YOUR OBJECTIVE: Output only these lines, set down exactly: the one containing "the rear cab" and each line after it through the end of the records.

Records drawn from a dataset:

=== Section Start ===

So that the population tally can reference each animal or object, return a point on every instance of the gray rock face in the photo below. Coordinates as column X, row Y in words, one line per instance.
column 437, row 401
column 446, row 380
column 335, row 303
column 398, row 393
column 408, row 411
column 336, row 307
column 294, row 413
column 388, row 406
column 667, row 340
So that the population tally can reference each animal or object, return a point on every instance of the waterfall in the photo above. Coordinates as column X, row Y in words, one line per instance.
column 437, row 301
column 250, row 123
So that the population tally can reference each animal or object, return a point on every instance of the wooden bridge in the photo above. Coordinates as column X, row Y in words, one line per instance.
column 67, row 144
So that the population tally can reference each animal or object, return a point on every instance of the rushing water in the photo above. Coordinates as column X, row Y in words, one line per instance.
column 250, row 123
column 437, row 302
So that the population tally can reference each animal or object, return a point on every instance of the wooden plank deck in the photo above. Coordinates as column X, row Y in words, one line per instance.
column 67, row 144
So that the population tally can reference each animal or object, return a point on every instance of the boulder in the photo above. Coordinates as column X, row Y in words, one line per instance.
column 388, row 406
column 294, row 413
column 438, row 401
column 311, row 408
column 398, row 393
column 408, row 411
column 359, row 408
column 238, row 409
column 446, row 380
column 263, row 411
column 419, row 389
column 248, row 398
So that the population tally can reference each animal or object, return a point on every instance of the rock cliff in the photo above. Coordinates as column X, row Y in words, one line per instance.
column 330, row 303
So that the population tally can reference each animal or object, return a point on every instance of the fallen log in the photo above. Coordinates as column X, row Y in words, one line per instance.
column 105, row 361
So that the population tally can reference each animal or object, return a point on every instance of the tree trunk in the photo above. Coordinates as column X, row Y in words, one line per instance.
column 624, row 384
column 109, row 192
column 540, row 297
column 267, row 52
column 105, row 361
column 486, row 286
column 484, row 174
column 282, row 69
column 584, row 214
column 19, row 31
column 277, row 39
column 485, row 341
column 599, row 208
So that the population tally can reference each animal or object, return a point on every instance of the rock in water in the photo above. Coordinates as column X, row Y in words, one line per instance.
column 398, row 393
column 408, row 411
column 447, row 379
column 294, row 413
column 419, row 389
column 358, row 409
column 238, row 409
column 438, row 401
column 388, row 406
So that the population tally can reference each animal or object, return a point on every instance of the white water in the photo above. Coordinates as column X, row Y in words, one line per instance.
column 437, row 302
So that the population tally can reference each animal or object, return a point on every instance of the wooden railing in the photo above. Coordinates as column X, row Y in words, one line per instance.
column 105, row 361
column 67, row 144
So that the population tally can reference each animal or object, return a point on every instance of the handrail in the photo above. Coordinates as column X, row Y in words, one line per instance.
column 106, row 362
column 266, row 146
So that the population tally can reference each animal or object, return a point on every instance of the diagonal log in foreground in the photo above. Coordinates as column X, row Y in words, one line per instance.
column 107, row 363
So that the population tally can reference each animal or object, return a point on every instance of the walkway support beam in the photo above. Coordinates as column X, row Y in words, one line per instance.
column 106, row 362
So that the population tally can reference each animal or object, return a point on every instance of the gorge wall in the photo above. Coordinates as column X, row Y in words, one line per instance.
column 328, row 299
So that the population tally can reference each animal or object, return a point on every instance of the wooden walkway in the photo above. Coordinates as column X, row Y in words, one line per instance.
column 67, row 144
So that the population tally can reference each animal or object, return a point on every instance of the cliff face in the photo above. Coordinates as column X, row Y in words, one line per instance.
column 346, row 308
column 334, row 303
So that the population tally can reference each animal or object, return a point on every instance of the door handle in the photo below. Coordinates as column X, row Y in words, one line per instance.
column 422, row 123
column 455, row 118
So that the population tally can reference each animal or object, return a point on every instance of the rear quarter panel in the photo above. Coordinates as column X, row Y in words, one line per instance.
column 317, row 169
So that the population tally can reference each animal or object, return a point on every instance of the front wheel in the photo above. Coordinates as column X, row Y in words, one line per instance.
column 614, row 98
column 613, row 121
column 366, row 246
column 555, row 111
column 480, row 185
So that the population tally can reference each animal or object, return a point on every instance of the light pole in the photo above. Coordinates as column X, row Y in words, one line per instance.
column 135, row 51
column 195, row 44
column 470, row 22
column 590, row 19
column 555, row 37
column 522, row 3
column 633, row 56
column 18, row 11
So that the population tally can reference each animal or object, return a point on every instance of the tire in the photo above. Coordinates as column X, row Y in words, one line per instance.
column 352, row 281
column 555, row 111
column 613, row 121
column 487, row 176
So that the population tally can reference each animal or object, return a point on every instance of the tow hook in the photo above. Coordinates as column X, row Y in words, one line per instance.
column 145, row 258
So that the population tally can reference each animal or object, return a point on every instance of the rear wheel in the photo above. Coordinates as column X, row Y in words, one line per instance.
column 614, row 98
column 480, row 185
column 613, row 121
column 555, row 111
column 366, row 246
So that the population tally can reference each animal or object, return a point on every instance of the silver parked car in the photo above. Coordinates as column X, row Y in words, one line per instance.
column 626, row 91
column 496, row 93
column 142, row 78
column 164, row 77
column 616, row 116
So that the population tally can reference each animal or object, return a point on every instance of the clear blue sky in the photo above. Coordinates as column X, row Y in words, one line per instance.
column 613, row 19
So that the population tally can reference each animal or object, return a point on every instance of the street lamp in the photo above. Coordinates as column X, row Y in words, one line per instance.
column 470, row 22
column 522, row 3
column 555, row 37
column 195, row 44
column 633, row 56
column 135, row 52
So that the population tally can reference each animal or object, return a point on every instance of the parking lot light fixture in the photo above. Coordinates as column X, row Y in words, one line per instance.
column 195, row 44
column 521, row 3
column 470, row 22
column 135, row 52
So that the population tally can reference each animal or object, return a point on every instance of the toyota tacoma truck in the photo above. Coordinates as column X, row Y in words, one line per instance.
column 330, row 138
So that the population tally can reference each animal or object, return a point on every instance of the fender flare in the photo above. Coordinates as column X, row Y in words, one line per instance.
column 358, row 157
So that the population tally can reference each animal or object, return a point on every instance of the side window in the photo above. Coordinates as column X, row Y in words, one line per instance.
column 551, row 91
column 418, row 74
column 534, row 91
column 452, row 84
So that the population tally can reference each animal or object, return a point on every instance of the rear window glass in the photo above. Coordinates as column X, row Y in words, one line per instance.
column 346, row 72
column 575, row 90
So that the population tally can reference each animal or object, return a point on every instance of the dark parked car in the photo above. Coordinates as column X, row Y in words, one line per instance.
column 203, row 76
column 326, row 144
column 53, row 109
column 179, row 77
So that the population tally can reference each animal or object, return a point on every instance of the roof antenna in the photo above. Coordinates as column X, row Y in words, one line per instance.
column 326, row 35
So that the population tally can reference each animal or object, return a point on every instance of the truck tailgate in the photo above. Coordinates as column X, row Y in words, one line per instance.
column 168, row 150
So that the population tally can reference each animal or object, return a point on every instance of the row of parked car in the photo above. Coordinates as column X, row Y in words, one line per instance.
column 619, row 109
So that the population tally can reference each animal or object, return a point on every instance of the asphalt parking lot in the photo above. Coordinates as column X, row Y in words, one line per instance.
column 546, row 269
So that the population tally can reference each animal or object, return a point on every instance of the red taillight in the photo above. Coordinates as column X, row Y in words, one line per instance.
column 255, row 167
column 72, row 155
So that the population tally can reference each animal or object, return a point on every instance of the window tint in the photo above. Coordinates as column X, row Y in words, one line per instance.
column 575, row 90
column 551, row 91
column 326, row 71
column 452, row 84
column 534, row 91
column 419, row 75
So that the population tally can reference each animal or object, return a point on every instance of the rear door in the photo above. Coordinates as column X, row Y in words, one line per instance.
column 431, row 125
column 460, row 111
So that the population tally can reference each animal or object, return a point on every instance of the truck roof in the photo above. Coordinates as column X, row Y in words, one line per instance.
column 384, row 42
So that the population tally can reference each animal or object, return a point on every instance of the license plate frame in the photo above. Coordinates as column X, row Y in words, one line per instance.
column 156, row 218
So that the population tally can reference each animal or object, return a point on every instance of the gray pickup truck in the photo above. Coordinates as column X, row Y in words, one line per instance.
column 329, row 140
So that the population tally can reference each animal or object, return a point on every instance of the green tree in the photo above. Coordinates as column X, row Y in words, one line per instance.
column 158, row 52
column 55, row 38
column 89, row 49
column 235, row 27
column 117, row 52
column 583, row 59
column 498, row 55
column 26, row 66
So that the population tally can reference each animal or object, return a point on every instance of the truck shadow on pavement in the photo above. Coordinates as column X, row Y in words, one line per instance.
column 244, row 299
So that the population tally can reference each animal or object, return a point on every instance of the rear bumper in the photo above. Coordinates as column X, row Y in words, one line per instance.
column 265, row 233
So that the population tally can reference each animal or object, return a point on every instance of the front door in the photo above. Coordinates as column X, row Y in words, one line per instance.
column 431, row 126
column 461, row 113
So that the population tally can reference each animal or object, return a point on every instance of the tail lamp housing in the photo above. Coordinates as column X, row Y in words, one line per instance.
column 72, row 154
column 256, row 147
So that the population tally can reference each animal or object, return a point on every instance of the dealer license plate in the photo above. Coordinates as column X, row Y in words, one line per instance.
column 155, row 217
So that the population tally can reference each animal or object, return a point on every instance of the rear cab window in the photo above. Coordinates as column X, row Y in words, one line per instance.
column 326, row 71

=== Section End ===

COMPLETED EXERCISE:
So that the population tally can reference each animal or object, return a point on every instance of the rear cab window in the photo above. Coordinates as column X, row Y in words, one line per instance.
column 326, row 71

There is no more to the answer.